Work instructions: Output every line of the items below verbatim, omitting the pictures.

Image region outline records:
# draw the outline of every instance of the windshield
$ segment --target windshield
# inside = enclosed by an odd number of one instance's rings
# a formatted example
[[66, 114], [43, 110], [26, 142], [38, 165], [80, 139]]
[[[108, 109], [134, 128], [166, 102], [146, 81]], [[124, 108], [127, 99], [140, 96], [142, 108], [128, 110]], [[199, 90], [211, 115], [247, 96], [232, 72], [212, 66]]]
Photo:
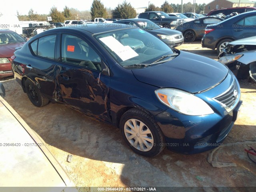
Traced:
[[26, 42], [26, 40], [14, 32], [0, 33], [0, 45], [11, 43]]
[[140, 26], [140, 28], [145, 30], [152, 30], [161, 28], [157, 24], [149, 20], [148, 20], [146, 21], [138, 21], [136, 23]]
[[170, 16], [169, 16], [167, 14], [165, 13], [164, 12], [163, 12], [162, 11], [161, 11], [160, 12], [157, 12], [156, 14], [158, 15], [162, 18], [164, 18], [166, 17], [170, 17]]
[[188, 17], [183, 14], [182, 14], [181, 13], [177, 13], [177, 14], [176, 14], [176, 15], [177, 17], [181, 17], [182, 18], [183, 18], [183, 19], [187, 19], [188, 18]]
[[[140, 28], [117, 30], [96, 34], [94, 37], [124, 67], [138, 64], [143, 64], [141, 65], [144, 66], [163, 56], [174, 54], [172, 48]], [[169, 58], [166, 57], [162, 62]]]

Output for this exercise:
# draw the outline of every instance of the windshield
$ segment --target windshield
# inside = enclosed by an odd number of one instance's rings
# a formatted example
[[66, 114], [43, 110], [26, 142], [38, 165], [80, 139]]
[[[108, 109], [134, 128], [166, 102], [146, 81]], [[124, 108], [127, 99], [140, 96], [142, 108], [128, 110]], [[199, 90], [211, 115], [247, 96], [232, 72], [212, 66]]]
Photo:
Traced:
[[26, 42], [26, 40], [14, 32], [0, 33], [0, 45], [11, 43]]
[[140, 26], [140, 28], [145, 30], [152, 30], [161, 28], [157, 24], [149, 20], [148, 20], [146, 21], [138, 21], [136, 23]]
[[170, 16], [169, 16], [167, 14], [165, 13], [164, 12], [163, 12], [162, 11], [161, 11], [160, 12], [157, 12], [156, 14], [158, 15], [162, 18], [164, 18], [166, 17], [170, 17]]
[[188, 17], [183, 14], [182, 14], [181, 13], [177, 13], [177, 14], [176, 14], [176, 15], [177, 17], [181, 17], [182, 18], [183, 18], [183, 19], [187, 19], [188, 18]]
[[[140, 28], [117, 30], [96, 34], [94, 37], [124, 67], [138, 64], [143, 64], [141, 65], [144, 66], [163, 56], [174, 54], [172, 48]], [[169, 58], [166, 57], [162, 62]]]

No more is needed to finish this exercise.